• Activity:
Answer these questions from the passage on the Master of the Incredulity of St. Thomas below:
1. Which painter reinterpreted Caravaggism in the 1630s?
2. In what year did Francesca Curti identify the Master of the Incredulity of St. Thomas with Bartolomeo Mendozzi?
3. In whose workshop did Bartolomeo Mendozzi train?

• Given passage:
───

The Italian art historian Gianni Papi tentatively attributed to Ducamps a group of works which had been given to an anonymous master with the notname Master of the Incredulity of St. Thomas, a Caravaggist painter active in Rome in the period 1620-1640. To this painter had been attributed several works grouped around a painting with the subject of the Incredulity of St. Thomas that are kept in the Palazzo Valentini in Rome. A Liberation of Saint Peter was also part of this set of paintings. These works show a stylistic kinship with the Caravaggists Cecco del Caravaggio and Nicolas Tournier as well as Valentin de Boulogne. By retaining a certain classicism, these works combine the more elegant aspects of Caravaggism with a lyrical and monumental approach. They further incorporate the innovations brought about by Giovanni Antonio Galli, also known as Spadarino, who reinterpreted Caravaggism in the 1630s. This approach imbued Caravaggesque painting with the dignitas that fuelled the meditations of the Bamboccianti.

The art historian Francesca Curti identified in 2019 the Master of the Incredulity of St. Thomas with the painter Bartolomeo Mendozzi, who was active in Rome between the 1620 and the 1640s. He trained in the workshop of Bartolomeo Manfredi. The identification is based on documentary research and stylistic comparisons with the paintings depicting the Martyrdom of St. Lawrence and the Martyrdom of St. Stephen in the Cathedral of Rieti. In an 18th-century document, the canvases were recorded as the works of a "Mendozzi", a painter born around 1600 in Leonessa. It is not clear what this finding means for the identification of the works of the Master of the Incredulity of St. Thomas that were earlier attributed to Ducamps.

It is possible that he was the Juan del Campo who collaborated in Madrid with the Flemish marine artist Gaspar van Eyck and painted the staffage in van Eyck's harbour views.

───

• Data to examine:

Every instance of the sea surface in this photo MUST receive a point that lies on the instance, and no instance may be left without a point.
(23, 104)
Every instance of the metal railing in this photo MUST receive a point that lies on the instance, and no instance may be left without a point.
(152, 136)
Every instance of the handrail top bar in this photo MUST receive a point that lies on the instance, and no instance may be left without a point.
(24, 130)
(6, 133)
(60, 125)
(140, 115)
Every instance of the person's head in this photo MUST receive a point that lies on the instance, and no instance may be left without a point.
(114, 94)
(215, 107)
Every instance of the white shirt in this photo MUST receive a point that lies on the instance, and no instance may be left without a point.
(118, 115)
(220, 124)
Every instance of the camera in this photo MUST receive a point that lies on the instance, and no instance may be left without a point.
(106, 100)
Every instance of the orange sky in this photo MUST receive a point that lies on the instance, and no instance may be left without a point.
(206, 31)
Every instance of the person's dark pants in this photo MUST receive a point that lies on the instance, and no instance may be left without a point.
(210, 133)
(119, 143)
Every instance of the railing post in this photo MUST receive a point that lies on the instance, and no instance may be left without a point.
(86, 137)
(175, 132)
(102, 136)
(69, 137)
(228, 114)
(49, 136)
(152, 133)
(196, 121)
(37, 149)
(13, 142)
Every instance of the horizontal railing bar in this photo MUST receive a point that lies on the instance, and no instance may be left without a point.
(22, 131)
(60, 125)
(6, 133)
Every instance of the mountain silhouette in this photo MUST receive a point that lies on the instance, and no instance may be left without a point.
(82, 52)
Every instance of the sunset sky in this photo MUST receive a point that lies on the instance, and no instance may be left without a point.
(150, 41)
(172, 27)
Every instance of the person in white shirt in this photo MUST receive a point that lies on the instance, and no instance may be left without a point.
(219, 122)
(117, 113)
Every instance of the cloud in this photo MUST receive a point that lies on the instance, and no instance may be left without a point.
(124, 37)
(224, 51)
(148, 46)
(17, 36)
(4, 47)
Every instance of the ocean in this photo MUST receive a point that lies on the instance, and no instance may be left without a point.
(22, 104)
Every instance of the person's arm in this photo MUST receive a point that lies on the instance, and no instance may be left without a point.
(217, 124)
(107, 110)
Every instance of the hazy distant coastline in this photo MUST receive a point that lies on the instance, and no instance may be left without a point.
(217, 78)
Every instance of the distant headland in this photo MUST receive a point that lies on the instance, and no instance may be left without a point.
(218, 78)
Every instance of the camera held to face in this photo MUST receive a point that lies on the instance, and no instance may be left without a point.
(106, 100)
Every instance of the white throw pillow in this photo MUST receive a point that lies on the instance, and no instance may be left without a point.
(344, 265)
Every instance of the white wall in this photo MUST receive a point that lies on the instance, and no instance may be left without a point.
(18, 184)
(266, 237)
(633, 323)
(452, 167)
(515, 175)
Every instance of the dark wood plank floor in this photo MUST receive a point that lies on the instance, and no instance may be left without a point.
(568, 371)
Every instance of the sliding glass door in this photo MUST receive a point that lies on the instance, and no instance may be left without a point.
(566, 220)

───

• Response to this exercise:
1. Giovanni Antonio Galli, also known as Spadarino.
2. 2019.
3. Bartolomeo Manfredi's.